===== Extract provided
You can believe it or not, but Sophia really had a smile that could light up a room. Her smile was more dazzling than Mary Tyler Moore’s (and hers could turn the world on, whatever that meant). Think Julia Roberts during the press conference at the end of Notting Hill. I first saw a hint of her smile in her profile pictures, but the pictures were just faint representations of the reality. Her pictures revealed a beautiful woman in her mid-fifties, but with the appearance of someone younger. She was in the medical profession and obviously took care of herself. Blonde hair, hazel eyes, 5’6″. We discovered we both loved reggae. She hit all the marks on my dating checklist. Except one.
Sophia lived in Brooklyn. Brooklyn has become the jewel of New York City in recent years, but Brooklyn is a bitch to get in or out. I had recently read a different woman’s profile and she said she wouldn’t limit the distance she would travel, because love was worth the effort. I kinda liked that, but I did set a limit: if I was willing to travel the same distance to work (which I’m not that crazy about), I’ll travel that far for the chance to date a beautiful woman and the possibility of love. And I have worked in Brooklyn many times. So we set a date for a weekday mid afternoon in Bay Ridge. I wouldn’t go home, but leave straight from work in lovely downtown Newark.
==========
===== Information provided
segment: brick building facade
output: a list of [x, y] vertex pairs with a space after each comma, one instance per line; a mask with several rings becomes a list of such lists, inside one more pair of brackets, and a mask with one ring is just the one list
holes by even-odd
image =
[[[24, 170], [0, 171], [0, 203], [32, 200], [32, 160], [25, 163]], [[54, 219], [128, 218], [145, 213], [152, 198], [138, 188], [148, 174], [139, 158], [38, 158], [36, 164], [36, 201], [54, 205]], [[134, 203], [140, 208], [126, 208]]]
==========
Revise the passage about Sophia from "You can believe" up to and including "checklist. Except one.", putting "jazz" in place of "reggae".

◆ Answer for this exercise
You can believe it or not, but Sophia really had a smile that could light up a room. Her smile was more dazzling than Mary Tyler Moore’s (and hers could turn the world on, whatever that meant). Think Julia Roberts during the press conference at the end of Notting Hill. I first saw a hint of her smile in her profile pictures, but the pictures were just faint representations of the reality. Her pictures revealed a beautiful woman in her mid-fifties, but with the appearance of someone younger. She was in the medical profession and obviously took care of herself. Blonde hair, hazel eyes, 5’6″. We discovered we both loved jazz. She hit all the marks on my dating checklist. Except one.